Rewrite every line of the items below, requests included, and adjust each coordinate in the answers by adding -11. Leave the requests unchanged.

--- RECORDS SHOWN ---

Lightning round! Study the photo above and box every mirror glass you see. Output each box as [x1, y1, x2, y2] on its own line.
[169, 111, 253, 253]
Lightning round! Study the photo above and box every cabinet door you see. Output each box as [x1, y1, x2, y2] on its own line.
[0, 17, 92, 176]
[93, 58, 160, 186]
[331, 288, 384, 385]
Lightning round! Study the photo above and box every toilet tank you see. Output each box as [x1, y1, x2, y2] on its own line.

---

OUTPUT OF THE EXERCISE:
Lightning round! Study the photo above and box every mirror glass you see. Output each box as [x1, y1, x2, y2] on its own line.
[158, 100, 242, 242]
Lightning round! Study the photo above and box every cabinet door you see. Output each box as [x1, y1, x2, y2] on its own line.
[-11, 6, 81, 165]
[82, 47, 149, 175]
[320, 277, 373, 374]
Lightning round! Study the photo above and box every toilet tank you see. Output each box as [x1, y1, x2, y2] on its own line.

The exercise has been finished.